What the task requires: Copy the lines of the records verbatim, from the start of the records through the line that contains "pixel 942 186", with both ends included.

[Coordinate annotation records]
○ ○ ○ ○ ○ ○ ○

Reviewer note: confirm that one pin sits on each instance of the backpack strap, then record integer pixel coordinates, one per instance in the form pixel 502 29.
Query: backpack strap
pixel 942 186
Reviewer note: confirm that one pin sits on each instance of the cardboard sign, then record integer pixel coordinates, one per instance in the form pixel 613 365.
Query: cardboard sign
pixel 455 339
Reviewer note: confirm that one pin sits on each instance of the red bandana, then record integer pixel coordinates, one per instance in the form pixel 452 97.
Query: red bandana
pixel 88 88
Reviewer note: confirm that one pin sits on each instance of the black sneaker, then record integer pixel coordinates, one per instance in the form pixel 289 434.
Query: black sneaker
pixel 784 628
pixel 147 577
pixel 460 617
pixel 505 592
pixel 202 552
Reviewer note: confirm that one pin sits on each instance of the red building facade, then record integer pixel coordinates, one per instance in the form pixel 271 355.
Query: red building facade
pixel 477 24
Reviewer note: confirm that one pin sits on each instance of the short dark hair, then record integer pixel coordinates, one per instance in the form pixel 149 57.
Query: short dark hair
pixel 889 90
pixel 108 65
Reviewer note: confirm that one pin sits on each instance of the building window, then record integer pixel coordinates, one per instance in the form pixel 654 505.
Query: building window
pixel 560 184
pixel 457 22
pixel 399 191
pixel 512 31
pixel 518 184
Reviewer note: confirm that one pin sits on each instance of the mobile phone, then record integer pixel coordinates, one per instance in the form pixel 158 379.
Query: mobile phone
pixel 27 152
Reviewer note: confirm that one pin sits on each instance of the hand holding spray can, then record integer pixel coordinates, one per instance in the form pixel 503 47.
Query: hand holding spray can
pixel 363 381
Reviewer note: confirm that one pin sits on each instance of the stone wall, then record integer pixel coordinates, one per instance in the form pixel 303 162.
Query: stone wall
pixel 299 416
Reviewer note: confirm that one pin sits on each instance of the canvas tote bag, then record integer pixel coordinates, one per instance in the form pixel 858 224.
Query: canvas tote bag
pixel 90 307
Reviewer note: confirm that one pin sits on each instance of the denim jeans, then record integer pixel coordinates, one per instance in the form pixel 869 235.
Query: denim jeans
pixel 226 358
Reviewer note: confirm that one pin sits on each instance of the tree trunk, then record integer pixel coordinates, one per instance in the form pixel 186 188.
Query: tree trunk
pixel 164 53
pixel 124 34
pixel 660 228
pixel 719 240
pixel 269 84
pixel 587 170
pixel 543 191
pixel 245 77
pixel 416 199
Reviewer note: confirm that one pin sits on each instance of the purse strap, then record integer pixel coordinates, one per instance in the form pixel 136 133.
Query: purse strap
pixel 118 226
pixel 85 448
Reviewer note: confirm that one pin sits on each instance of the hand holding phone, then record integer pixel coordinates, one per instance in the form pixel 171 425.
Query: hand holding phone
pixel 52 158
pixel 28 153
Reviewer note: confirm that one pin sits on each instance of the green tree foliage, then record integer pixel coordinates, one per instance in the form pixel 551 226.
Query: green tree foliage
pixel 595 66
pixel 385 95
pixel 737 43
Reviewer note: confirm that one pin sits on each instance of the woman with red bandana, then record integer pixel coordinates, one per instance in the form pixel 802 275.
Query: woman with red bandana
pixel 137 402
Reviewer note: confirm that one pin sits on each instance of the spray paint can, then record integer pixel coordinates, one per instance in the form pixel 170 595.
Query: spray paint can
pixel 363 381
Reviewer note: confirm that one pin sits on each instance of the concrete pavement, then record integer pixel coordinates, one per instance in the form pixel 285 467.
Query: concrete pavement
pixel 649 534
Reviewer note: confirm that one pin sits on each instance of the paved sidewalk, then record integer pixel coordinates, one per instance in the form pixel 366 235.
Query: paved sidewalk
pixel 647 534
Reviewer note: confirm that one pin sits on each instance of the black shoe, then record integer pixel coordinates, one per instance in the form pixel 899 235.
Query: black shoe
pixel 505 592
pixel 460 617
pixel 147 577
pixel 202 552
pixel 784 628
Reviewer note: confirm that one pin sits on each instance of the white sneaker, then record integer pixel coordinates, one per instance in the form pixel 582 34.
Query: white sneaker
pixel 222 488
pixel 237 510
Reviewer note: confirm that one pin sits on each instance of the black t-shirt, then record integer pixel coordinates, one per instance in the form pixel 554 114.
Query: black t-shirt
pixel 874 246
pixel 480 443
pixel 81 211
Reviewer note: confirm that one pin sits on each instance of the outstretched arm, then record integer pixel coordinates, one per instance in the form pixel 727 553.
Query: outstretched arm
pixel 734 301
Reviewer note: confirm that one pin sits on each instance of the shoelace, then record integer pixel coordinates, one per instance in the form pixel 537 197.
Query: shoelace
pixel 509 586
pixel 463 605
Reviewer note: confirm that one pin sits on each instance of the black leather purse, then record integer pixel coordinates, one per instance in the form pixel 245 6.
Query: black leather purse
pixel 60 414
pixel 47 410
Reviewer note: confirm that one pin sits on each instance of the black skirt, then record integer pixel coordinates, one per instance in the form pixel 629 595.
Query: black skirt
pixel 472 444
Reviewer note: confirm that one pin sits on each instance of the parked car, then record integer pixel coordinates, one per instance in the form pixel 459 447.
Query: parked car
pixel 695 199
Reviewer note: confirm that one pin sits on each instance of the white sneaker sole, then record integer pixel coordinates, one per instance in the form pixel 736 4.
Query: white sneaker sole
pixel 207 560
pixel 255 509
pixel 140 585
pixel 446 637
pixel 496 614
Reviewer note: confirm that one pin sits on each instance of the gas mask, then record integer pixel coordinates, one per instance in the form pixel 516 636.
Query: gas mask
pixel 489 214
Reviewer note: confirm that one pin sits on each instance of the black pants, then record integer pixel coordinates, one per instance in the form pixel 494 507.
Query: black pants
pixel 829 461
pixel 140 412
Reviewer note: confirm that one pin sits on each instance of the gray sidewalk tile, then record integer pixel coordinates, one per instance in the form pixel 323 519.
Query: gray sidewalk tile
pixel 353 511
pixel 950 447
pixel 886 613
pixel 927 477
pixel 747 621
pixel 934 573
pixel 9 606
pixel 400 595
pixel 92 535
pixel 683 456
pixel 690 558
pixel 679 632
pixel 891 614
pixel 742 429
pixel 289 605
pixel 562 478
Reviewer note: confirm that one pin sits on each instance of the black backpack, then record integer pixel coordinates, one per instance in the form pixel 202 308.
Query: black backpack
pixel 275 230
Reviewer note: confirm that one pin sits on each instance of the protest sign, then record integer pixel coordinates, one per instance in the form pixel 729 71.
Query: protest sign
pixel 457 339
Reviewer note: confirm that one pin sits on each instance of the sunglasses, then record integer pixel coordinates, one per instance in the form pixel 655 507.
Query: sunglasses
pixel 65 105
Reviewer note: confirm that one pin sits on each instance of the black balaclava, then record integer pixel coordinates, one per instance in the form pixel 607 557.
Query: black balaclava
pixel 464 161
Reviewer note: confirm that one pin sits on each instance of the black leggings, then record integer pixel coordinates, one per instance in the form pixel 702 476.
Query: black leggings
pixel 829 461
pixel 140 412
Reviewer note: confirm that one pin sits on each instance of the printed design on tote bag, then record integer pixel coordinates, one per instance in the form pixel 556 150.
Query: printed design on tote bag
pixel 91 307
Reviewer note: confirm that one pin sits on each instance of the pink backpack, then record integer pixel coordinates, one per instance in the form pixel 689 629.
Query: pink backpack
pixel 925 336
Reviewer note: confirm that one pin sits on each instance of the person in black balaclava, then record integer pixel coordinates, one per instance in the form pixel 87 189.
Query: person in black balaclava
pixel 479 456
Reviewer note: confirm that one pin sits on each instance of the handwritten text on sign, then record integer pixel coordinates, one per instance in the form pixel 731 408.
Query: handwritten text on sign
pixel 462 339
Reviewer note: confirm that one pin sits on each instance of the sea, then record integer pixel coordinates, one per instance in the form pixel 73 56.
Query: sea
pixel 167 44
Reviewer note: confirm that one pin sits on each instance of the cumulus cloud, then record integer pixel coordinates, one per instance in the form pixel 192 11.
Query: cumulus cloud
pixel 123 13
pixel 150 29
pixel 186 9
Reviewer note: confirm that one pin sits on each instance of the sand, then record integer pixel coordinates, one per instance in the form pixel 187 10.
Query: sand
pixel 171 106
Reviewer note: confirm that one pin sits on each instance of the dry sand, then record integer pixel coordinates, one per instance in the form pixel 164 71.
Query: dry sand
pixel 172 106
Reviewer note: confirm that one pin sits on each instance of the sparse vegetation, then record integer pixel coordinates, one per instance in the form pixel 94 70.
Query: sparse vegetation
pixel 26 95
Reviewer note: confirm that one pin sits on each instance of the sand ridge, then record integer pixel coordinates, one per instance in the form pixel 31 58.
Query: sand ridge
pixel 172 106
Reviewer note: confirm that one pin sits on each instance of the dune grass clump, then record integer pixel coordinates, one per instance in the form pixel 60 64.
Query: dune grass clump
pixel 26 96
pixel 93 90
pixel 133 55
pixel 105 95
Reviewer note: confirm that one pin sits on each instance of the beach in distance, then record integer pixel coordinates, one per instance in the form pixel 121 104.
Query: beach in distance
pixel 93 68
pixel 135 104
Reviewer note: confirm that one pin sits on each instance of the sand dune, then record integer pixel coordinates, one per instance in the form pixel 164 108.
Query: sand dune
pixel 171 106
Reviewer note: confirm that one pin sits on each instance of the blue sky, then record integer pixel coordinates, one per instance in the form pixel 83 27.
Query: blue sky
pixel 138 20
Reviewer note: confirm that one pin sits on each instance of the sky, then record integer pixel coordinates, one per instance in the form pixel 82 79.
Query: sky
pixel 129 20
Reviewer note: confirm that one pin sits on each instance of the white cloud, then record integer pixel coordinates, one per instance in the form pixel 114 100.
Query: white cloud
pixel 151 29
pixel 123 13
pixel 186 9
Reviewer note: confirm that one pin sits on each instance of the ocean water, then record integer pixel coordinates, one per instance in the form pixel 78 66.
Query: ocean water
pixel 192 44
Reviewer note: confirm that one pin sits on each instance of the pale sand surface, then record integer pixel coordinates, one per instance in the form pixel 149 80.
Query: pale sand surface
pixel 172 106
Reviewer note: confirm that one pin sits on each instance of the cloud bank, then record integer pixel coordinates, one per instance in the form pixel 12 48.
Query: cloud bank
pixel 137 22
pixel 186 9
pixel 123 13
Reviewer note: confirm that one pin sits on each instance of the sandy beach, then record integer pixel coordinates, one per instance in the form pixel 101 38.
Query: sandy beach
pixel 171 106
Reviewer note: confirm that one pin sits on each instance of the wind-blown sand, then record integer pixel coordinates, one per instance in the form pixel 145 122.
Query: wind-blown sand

○ ○ ○ ○ ○ ○ ○

Response to this task:
Reviewer note: confirm that one pin sits on each instance of the backpack strap, then record integer pixel coordinates, one per instance in the form pixel 502 29.
Query: backpack strap
pixel 942 186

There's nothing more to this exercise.